== Work instructions ==
Extract the following lines word for word, beginning at the line that contains "For this exercise we mark the green hillside" and stopping after the line that contains "[(427, 410)]".

── Items ──

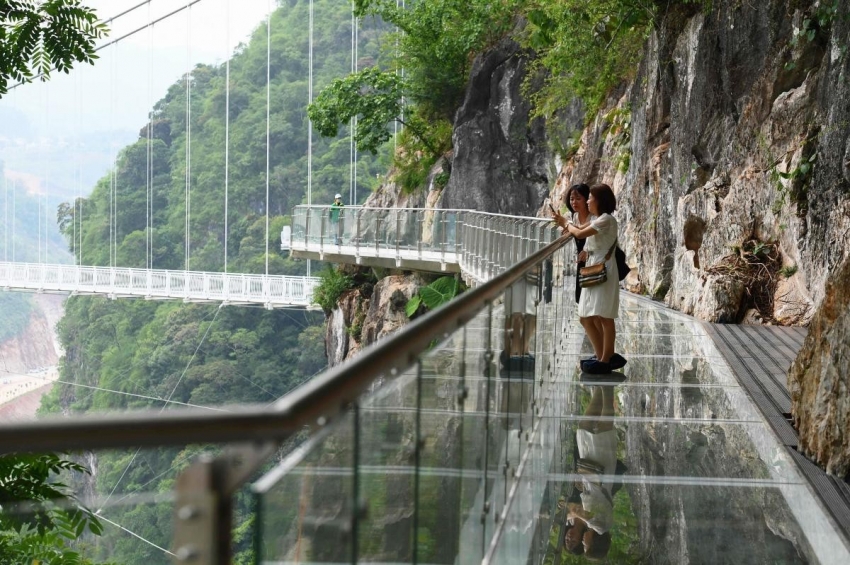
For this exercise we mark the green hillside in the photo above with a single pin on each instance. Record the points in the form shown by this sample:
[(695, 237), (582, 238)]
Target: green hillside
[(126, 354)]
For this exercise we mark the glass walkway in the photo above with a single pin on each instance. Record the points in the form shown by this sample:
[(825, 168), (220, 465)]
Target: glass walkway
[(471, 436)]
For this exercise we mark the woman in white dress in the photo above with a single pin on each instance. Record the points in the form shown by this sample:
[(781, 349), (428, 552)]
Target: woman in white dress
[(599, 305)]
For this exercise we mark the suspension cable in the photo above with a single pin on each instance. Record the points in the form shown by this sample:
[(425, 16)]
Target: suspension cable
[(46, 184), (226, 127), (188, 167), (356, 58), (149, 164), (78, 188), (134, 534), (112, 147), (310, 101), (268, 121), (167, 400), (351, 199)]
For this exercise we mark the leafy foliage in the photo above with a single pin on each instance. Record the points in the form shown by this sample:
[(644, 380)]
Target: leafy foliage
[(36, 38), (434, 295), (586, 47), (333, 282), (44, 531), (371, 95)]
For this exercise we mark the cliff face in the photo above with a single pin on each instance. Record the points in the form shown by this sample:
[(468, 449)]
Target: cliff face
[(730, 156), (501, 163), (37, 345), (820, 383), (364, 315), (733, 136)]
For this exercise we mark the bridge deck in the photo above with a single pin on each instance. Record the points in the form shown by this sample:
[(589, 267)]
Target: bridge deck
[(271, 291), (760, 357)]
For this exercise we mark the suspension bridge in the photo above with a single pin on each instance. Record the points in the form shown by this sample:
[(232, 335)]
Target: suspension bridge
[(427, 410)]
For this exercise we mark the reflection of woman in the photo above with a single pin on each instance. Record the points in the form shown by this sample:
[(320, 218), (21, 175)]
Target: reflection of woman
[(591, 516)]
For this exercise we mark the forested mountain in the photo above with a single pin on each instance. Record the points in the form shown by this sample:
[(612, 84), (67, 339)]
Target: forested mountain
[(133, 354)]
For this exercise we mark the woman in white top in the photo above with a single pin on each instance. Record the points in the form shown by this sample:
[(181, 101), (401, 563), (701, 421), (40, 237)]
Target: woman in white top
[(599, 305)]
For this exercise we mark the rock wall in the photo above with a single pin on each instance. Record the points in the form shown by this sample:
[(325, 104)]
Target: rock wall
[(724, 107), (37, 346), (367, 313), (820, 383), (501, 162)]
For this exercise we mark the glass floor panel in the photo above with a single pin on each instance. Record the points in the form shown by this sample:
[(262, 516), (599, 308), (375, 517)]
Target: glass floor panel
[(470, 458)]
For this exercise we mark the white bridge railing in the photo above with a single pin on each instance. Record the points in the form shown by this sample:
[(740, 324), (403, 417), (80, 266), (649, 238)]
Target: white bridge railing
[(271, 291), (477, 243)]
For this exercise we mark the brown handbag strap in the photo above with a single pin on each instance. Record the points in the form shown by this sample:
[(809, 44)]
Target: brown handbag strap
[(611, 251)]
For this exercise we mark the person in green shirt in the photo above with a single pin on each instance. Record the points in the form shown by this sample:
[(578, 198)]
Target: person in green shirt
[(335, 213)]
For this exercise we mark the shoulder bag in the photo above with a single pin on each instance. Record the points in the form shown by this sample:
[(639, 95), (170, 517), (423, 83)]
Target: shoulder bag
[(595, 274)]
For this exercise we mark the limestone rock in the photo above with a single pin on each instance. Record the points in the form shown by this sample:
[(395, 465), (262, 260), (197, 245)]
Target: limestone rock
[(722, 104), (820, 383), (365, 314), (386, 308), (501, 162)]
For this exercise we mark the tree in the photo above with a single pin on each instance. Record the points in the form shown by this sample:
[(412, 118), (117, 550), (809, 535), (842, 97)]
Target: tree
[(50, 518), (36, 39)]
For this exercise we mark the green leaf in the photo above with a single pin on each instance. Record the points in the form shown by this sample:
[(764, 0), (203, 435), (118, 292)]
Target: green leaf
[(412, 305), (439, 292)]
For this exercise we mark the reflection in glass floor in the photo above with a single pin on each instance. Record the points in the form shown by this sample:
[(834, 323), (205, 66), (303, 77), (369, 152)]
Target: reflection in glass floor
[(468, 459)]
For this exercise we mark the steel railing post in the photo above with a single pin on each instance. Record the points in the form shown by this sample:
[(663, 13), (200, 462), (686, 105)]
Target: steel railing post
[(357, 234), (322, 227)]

───
── Items ──

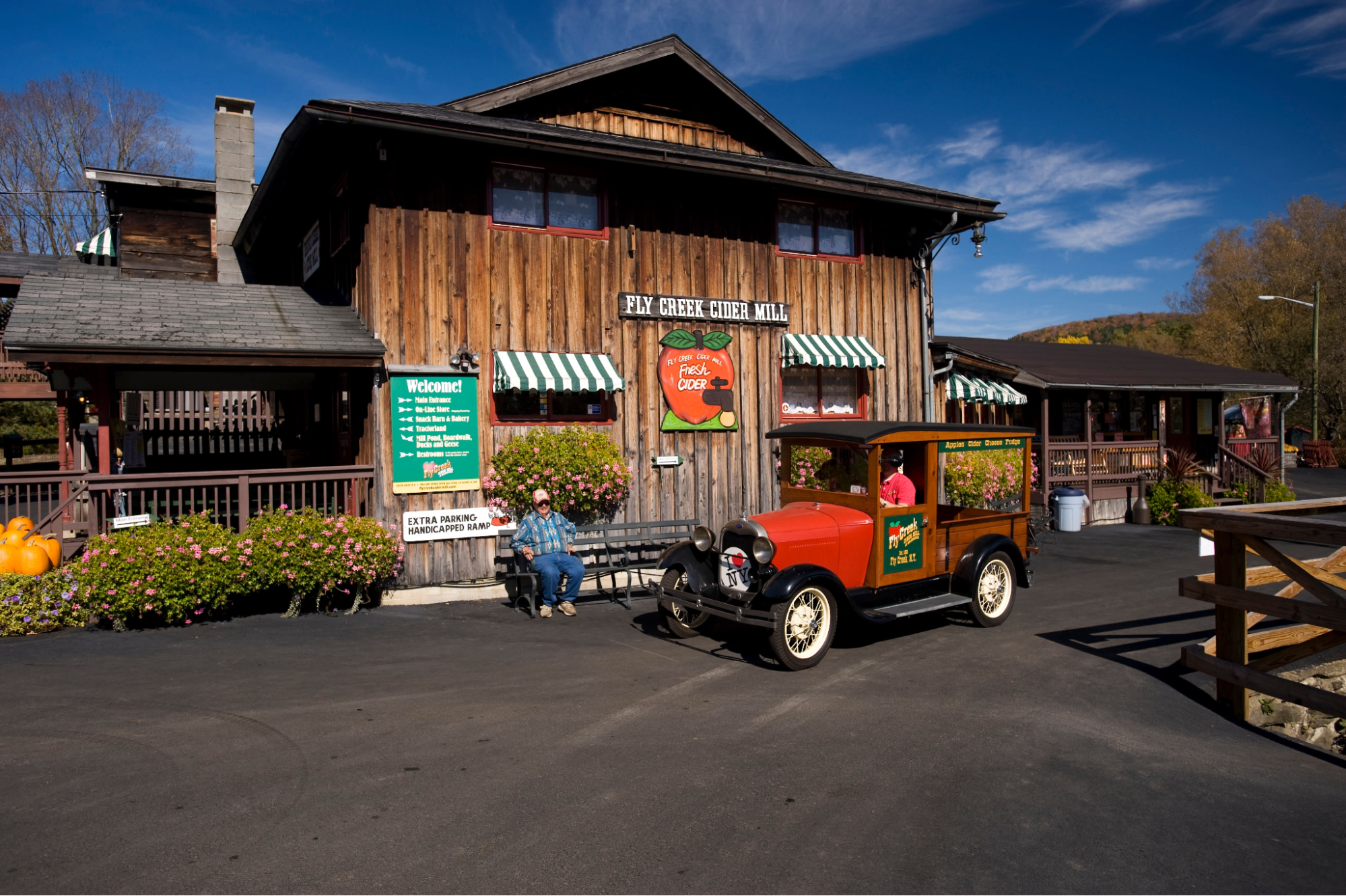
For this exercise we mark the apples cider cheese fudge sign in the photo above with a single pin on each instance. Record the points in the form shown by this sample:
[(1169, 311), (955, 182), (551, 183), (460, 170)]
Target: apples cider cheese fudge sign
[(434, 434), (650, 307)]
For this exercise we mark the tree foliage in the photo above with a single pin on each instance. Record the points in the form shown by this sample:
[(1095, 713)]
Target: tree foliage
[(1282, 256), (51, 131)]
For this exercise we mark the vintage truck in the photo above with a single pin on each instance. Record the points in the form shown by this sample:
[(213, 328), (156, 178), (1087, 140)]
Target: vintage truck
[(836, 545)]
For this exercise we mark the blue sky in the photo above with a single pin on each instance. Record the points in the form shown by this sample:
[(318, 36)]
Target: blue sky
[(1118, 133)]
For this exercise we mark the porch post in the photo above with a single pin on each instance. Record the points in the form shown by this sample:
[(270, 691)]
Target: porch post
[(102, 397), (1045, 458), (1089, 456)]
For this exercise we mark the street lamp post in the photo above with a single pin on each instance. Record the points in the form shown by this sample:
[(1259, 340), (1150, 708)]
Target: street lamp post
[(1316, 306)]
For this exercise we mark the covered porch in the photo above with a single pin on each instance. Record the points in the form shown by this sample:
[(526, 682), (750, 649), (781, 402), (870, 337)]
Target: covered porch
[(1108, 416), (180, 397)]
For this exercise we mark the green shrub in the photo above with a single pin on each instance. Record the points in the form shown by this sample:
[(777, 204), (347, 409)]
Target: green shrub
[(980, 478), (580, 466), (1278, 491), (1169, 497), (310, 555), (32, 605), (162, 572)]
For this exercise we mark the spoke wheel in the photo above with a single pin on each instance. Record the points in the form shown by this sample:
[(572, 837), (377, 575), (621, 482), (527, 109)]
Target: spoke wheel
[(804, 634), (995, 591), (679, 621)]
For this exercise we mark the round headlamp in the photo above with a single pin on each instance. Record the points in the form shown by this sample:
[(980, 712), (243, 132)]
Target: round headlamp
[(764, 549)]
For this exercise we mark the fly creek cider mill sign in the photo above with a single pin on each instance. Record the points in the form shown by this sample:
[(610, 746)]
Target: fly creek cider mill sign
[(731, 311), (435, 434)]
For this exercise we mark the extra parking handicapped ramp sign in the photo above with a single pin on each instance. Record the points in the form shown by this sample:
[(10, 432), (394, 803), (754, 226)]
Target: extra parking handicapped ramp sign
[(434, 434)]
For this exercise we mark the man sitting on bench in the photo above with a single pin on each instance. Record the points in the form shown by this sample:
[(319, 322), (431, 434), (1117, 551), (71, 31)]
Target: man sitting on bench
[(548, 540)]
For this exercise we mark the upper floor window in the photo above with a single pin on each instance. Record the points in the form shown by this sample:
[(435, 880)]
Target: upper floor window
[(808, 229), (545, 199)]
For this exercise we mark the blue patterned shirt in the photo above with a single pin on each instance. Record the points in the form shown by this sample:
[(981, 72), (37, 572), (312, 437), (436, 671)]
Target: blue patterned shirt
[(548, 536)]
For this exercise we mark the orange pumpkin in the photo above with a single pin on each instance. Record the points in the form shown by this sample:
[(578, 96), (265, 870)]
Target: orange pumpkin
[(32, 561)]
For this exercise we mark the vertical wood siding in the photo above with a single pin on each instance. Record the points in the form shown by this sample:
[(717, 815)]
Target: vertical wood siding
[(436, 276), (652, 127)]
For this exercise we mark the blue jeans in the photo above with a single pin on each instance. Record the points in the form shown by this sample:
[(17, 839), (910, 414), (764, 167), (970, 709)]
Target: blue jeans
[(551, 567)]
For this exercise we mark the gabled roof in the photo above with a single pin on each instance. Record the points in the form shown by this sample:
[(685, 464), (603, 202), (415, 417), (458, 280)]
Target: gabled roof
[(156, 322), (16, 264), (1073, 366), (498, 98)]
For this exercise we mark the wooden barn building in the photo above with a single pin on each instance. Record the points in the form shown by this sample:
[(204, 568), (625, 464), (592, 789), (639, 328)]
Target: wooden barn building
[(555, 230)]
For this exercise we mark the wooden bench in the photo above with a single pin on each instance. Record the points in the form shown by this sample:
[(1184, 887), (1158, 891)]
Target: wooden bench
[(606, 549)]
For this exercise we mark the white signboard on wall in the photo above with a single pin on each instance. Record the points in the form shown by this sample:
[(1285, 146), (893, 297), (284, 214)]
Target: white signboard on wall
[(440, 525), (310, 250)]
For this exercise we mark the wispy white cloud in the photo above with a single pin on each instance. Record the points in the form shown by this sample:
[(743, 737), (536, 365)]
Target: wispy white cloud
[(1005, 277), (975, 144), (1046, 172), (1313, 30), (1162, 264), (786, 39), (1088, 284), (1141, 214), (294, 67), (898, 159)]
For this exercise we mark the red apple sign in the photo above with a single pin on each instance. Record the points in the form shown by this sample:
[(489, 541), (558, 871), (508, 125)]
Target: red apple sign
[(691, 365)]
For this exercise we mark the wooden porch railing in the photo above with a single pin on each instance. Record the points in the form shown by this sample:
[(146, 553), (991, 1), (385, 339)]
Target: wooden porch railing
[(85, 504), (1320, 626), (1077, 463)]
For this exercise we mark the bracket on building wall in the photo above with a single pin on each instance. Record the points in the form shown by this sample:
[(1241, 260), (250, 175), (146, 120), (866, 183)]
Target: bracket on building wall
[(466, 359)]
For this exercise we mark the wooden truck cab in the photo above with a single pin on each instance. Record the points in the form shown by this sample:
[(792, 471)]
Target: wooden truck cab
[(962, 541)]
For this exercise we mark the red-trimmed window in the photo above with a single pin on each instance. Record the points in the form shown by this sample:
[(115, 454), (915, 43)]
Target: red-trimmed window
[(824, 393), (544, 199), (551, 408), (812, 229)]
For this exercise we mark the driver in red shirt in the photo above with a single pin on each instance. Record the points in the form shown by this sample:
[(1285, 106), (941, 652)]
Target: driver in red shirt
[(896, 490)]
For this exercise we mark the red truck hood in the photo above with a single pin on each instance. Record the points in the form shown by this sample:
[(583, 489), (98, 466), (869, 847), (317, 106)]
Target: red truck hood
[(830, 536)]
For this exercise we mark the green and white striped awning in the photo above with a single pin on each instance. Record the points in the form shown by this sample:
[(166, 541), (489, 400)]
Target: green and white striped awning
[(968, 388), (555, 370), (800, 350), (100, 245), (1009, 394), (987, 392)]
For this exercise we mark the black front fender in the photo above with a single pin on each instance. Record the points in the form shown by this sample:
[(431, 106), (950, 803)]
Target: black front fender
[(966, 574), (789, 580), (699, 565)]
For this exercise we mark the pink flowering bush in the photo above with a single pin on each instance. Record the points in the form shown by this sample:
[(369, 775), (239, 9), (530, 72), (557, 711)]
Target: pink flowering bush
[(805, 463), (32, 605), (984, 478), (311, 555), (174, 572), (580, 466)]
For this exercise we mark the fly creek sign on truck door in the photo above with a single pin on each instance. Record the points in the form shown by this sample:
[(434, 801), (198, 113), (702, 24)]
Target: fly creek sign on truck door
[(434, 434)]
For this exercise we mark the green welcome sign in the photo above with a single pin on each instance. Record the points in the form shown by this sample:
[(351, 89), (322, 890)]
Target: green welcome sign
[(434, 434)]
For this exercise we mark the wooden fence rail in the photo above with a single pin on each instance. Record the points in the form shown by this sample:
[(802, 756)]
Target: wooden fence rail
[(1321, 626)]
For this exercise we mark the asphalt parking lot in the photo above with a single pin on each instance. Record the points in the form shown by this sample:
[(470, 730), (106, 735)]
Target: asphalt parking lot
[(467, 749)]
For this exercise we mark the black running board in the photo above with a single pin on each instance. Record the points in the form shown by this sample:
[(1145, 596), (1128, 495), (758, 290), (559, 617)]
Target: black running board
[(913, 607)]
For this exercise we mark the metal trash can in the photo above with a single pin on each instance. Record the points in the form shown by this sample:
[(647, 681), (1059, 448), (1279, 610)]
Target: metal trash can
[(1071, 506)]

───

== Solved exercise ==
For this exercise we mark the green hillside in the photo above with a single pin on each instance. Record the points in the form shown by this sample:
[(695, 237), (582, 238)]
Target: green hillside
[(126, 354)]
For this exercise we mark the glass walkway in the photo above with a single pin on each instance. Record the points in the form shown by this sample:
[(825, 168), (220, 465)]
Target: glass walkway
[(471, 436)]
For this exercise we mark the woman in white dress in the photo above with a single pin on each instance. Record the points in the form shown by this sample:
[(781, 349), (428, 552)]
Target: woman in white dress
[(599, 305)]
For this exercise we mark the suspension cable in the photo above with a single pin on each instance. Record the points in the form shown by this sample:
[(425, 16)]
Target: suspension cable
[(46, 184), (226, 127), (188, 167), (356, 58), (149, 164), (78, 188), (134, 534), (112, 147), (310, 101), (268, 121), (167, 400), (351, 199)]
For this exercise we mark the leafy foliage in the photo above with a single pin on each instance. Record the points in the form shown by this sample:
[(644, 380)]
Target: leafy foliage
[(36, 38), (434, 295), (586, 47), (333, 282), (44, 531), (371, 95)]
For this exercise we mark the cliff face in the photo above with a single pin on each instance. Record the points in the form shown by this sample:
[(468, 449)]
Target: cliff face
[(730, 156), (501, 163), (37, 345), (820, 383), (364, 315), (733, 136)]
For this exercise we mark the bridge deck in the photo above with a single pin on each instance. Record the points in the form shown by this sample:
[(589, 267)]
Target: bridge deck
[(271, 291), (760, 357)]
For this exercise we mark the suspension bridge in the photo above with a single pin on each instance. Record the points in the form shown by this sample:
[(232, 335)]
Target: suspension bridge
[(427, 410)]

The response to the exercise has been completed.